[[ PROVIDED RECORDS open ]]
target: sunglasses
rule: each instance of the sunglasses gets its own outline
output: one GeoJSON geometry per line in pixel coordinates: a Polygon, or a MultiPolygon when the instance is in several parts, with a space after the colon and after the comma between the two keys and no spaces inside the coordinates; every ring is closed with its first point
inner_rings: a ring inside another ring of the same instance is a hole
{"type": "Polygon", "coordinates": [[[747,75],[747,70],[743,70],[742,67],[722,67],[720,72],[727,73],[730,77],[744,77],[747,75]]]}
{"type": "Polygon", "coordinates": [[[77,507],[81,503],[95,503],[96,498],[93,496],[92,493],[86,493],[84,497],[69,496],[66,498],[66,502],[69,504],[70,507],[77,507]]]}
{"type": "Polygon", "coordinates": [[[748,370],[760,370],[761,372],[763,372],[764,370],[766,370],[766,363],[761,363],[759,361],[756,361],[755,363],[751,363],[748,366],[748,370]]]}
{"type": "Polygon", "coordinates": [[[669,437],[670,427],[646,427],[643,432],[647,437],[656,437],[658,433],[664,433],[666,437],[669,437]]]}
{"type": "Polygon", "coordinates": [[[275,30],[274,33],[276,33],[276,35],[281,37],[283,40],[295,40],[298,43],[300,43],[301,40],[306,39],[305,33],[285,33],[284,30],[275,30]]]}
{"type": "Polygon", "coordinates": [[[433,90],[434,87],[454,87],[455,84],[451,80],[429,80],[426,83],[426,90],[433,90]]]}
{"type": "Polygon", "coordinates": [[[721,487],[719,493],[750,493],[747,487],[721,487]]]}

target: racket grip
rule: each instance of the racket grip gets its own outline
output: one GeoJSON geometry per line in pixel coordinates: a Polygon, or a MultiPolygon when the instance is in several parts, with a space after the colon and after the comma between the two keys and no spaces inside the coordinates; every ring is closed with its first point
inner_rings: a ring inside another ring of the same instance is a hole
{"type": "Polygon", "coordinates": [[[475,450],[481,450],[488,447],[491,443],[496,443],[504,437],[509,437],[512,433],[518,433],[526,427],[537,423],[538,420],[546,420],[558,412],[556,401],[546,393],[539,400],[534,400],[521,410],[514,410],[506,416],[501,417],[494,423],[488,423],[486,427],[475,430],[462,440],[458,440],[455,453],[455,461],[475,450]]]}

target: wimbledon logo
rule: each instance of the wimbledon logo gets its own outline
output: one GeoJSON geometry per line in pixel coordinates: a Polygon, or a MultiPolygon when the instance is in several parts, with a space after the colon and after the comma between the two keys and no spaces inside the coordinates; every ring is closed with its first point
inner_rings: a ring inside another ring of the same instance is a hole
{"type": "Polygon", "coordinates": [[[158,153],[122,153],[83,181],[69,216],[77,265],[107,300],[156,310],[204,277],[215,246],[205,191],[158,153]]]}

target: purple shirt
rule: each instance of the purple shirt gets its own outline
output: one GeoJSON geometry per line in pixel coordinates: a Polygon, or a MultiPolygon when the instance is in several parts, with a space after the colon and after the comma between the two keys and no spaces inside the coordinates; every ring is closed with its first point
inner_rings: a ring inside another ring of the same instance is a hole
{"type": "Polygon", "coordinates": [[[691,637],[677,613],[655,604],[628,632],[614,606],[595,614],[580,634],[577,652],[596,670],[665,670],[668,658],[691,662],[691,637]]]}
[[ PROVIDED RECORDS closed ]]
[[ PROVIDED RECORDS open ]]
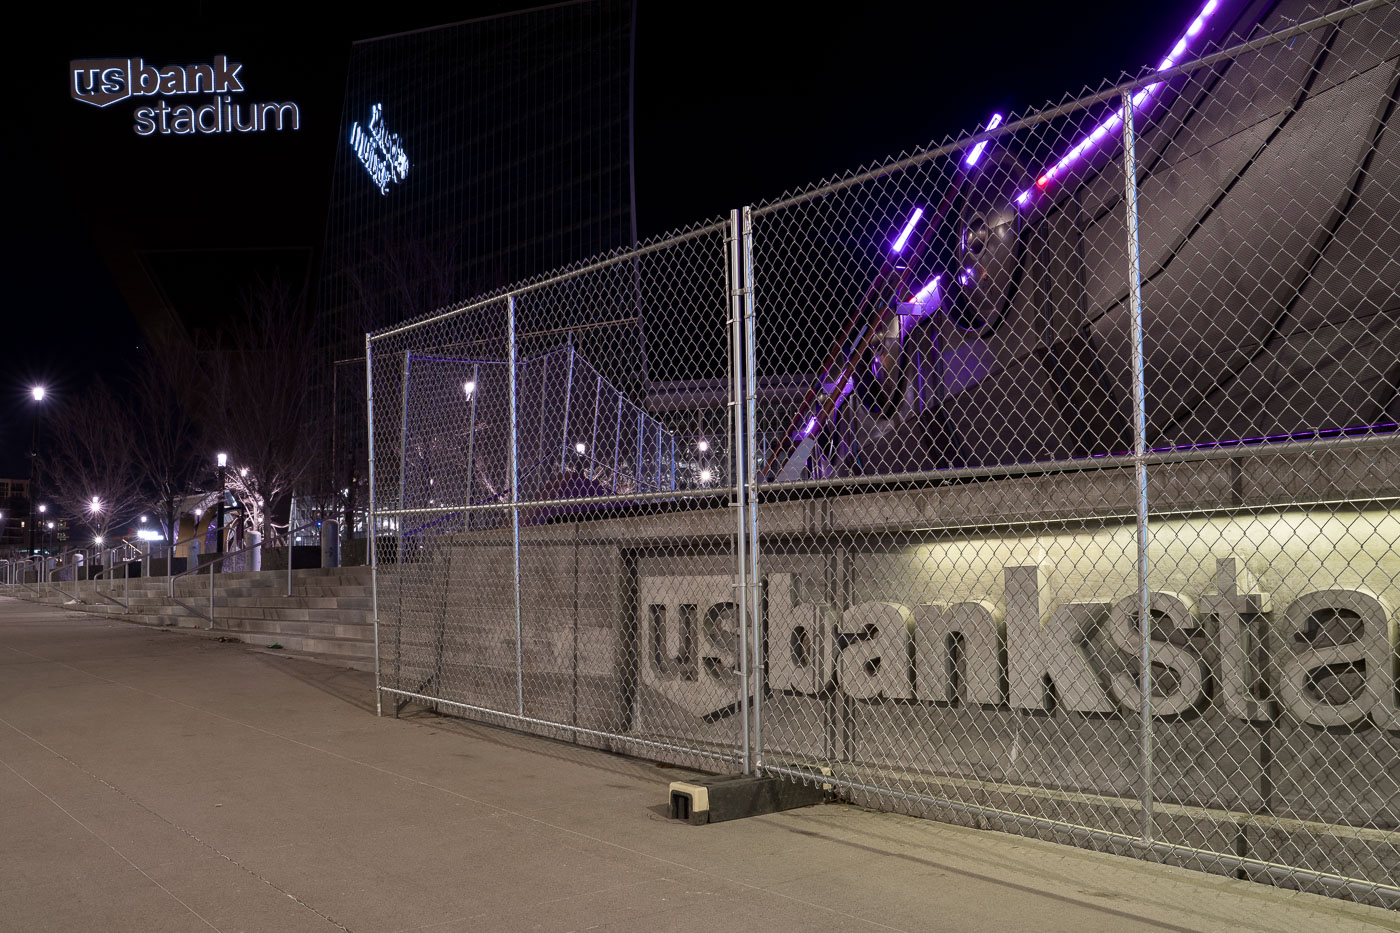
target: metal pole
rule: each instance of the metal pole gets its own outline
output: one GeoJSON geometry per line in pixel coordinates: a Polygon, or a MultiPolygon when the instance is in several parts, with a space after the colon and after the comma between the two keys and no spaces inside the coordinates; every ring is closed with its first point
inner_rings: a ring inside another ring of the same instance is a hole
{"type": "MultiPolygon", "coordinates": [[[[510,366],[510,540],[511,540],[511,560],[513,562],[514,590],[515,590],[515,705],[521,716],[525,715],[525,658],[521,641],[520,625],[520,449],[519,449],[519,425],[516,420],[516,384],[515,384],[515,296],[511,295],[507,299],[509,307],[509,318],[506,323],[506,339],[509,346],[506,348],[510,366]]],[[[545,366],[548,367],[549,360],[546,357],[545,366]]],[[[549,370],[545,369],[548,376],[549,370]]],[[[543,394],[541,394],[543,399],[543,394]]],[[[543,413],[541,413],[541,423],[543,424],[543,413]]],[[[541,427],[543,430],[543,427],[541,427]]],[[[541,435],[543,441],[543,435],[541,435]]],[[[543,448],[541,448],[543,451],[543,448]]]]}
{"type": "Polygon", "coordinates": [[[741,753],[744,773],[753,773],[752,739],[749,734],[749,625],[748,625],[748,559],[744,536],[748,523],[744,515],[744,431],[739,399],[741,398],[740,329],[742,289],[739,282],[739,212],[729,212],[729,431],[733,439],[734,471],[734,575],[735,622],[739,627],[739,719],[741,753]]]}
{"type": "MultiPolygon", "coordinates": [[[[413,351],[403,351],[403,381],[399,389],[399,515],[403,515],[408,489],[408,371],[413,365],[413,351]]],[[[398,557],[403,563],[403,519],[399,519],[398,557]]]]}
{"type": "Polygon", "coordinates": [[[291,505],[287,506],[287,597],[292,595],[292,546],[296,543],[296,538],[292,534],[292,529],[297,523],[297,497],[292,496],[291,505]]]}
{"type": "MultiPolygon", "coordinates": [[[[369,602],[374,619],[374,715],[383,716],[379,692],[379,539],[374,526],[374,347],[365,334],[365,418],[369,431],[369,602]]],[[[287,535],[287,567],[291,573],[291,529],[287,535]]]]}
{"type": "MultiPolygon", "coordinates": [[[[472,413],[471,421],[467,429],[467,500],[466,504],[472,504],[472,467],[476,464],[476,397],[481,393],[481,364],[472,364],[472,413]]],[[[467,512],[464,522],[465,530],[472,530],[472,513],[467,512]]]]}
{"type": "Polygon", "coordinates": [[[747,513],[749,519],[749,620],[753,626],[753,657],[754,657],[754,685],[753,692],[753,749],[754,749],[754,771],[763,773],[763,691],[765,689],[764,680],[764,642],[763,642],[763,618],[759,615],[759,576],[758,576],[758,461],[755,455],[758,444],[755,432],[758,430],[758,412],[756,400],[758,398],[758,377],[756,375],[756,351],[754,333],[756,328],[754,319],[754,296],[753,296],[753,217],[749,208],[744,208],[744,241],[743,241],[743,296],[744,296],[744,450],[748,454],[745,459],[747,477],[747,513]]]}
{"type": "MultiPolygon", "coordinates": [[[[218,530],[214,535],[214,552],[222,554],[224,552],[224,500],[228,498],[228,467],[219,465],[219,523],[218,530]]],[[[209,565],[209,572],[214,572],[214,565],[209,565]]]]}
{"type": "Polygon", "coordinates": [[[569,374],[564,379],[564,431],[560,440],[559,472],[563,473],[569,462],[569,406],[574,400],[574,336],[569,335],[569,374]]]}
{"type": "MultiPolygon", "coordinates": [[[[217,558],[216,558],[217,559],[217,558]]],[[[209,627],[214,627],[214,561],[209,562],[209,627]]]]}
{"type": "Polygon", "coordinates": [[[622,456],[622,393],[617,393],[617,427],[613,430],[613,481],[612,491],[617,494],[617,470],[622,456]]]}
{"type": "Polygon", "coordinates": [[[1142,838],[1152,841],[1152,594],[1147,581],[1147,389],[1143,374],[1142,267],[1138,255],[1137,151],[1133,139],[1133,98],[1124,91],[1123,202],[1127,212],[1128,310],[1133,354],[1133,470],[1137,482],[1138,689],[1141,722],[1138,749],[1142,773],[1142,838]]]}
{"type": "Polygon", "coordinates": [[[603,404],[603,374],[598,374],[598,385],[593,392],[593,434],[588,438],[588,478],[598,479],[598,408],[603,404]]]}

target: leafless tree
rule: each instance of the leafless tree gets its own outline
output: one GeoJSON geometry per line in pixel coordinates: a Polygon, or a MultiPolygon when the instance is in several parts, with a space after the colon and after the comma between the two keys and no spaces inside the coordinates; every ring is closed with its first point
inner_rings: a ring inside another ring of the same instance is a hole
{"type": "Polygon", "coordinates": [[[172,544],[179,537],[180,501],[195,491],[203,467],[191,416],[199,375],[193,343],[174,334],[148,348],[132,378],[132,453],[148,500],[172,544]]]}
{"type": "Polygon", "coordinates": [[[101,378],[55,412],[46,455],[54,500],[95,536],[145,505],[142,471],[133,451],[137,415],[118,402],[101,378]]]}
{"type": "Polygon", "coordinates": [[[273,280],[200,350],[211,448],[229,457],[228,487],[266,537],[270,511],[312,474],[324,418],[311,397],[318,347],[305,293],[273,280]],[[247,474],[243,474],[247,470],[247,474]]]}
[[ PROVIDED RECORDS closed ]]
[[ PROVIDED RECORDS open ]]
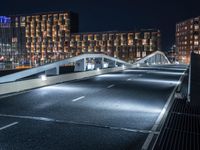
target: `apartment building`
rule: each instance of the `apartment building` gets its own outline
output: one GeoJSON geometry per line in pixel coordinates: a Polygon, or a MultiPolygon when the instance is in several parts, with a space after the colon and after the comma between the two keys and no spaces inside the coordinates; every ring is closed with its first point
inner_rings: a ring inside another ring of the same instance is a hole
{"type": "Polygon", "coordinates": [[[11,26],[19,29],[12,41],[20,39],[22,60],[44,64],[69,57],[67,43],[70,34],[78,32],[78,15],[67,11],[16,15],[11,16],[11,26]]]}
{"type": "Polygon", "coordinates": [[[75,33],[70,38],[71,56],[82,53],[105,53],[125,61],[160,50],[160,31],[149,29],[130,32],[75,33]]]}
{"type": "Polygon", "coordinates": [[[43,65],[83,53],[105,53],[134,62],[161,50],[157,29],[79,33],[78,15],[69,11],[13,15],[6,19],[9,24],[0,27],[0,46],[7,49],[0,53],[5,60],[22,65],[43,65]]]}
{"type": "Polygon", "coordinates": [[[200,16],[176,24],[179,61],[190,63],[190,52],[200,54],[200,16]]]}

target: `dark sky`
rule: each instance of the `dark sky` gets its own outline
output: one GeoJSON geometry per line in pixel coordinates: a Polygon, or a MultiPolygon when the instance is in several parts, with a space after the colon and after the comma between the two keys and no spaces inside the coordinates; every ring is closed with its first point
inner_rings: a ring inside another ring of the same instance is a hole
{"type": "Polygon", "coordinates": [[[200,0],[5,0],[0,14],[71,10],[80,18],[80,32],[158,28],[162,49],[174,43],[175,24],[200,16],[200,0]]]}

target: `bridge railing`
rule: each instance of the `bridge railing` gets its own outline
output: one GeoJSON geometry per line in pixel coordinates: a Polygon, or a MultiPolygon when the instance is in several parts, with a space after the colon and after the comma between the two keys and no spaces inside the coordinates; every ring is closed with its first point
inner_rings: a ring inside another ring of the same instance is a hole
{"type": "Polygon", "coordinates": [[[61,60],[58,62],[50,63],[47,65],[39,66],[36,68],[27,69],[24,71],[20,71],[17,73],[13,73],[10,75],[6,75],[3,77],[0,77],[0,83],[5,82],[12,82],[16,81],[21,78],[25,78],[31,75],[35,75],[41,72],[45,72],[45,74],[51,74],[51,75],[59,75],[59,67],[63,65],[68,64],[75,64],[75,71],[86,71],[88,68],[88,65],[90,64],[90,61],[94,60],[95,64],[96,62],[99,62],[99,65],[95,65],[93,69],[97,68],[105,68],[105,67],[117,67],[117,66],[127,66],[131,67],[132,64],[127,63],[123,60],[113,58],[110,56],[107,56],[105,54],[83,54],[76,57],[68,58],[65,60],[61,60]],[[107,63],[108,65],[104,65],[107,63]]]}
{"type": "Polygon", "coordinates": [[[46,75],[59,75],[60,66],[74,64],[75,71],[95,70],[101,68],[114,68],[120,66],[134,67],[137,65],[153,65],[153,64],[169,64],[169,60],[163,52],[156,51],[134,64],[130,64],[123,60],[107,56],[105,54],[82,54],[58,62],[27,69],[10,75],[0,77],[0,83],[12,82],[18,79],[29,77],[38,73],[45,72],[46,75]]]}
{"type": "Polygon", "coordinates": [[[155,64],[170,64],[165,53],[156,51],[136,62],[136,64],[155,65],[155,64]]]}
[[ PROVIDED RECORDS closed ]]
*WHAT YOU WILL DO*
Which lines above contain the word "racket"? List them.

*SOLUTION FOR THIS EXERCISE*
target: racket grip
rule: each instance of the racket grip gets its own outline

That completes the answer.